» **PROBLEM REQUIREMENTS**: Each entry that follows needs to be written out exactly, with nothing left out.

» **RECORDS FOR PROCESSING**:
# # #

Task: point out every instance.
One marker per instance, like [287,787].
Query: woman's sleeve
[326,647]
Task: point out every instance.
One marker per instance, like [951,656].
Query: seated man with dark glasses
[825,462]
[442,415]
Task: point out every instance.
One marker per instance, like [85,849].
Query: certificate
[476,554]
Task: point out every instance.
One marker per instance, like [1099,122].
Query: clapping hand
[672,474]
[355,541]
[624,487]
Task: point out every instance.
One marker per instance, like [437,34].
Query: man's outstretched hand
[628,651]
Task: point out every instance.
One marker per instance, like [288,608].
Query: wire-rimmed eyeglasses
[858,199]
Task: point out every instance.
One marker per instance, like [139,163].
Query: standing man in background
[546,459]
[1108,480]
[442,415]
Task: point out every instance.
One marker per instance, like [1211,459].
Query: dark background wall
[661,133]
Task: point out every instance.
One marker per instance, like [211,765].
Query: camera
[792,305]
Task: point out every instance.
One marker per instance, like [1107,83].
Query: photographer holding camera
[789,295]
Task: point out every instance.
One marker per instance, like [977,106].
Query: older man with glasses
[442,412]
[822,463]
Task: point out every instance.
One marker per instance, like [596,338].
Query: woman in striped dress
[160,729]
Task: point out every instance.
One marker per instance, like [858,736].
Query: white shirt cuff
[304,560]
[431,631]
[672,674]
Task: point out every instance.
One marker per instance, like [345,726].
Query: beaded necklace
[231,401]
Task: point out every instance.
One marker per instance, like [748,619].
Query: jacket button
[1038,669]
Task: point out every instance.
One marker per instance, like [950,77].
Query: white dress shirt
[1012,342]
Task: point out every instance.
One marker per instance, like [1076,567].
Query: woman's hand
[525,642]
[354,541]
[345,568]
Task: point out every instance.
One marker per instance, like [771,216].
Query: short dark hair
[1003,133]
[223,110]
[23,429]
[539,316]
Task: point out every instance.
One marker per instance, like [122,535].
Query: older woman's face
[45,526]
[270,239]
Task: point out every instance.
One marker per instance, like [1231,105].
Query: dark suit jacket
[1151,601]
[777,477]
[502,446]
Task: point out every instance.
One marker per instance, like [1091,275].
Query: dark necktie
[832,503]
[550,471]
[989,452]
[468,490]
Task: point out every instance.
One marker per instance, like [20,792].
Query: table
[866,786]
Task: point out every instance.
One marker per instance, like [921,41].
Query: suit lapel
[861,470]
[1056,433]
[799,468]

# # #

» **EXPECTED ANSWER**:
Task: point out every instance.
One marker per instance, like [287,787].
Query: woman's sleeve
[326,647]
Task: point out every instance.
One marker per instance, like [951,656].
Query: seated man with dark glasses
[825,462]
[442,415]
Task: point out every instance.
One marker per instance, like [85,849].
Query: certificate
[476,554]
Task: point out every instance.
One marker per instance, like [1099,122].
Query: clapping hand
[672,474]
[355,541]
[624,487]
Task: point out every instance.
One marker per instance, like [437,34].
Query: man's outstretched hand
[628,651]
Task: point out every instance.
One marker per instance, like [288,608].
Query: wire-rimmed eyeglasses
[858,199]
Task: point out every instance.
One marker per instance, like [139,163].
Query: standing man in background
[546,459]
[1108,480]
[442,415]
Task: point out every instance.
One marker per instance, like [1211,459].
Query: dark background wall
[661,133]
Task: point out every instance.
One marker per instance, like [211,765].
Query: camera
[792,305]
Task: point out every instance.
One marker per instance, like [1107,83].
Query: photographer holding camera
[789,295]
Task: point out every instance.
One marker per instance, like [977,106].
Query: older man with glasses
[442,412]
[822,463]
Task: point out every instance.
One marker per instance, like [596,338].
Query: woman in striped dress
[160,729]
Task: point out every instance.
One marker per instance, like [858,736].
Query: white shirt cuff
[304,560]
[431,631]
[672,674]
Task: point out every instance.
One marker per instance, like [345,726].
Query: beaded necklace
[231,401]
Task: point out every instance.
One marker per instance, like [748,619].
Query: jacket button
[1038,669]
Task: point out every instance.
One marker per instance, like [950,77].
Query: white dress shirt
[1012,342]
Task: point out every instance.
One marker per instance, like [1076,567].
Query: woman's hand
[525,642]
[354,541]
[345,568]
Task: point out every instance.
One marker per instance, like [771,216].
Query: short dark hair
[1003,133]
[223,110]
[23,429]
[539,316]
Task: point out every instance.
One marker per instance, like [122,535].
Query: older woman's face
[45,526]
[270,239]
Task: point out every instance.
One marker per instance, like [1231,105].
Query: dark suit jacket
[1151,601]
[777,477]
[502,446]
Task: point out every instance.
One marker per instance, like [1091,275].
Query: dark necktie
[832,503]
[550,471]
[989,452]
[468,490]
Task: point out every instance.
One marker per instance, like [20,792].
Query: table
[866,786]
Task: point out every instance.
One marker per instance, like [921,41].
Query: suit lapel
[861,470]
[1056,433]
[799,468]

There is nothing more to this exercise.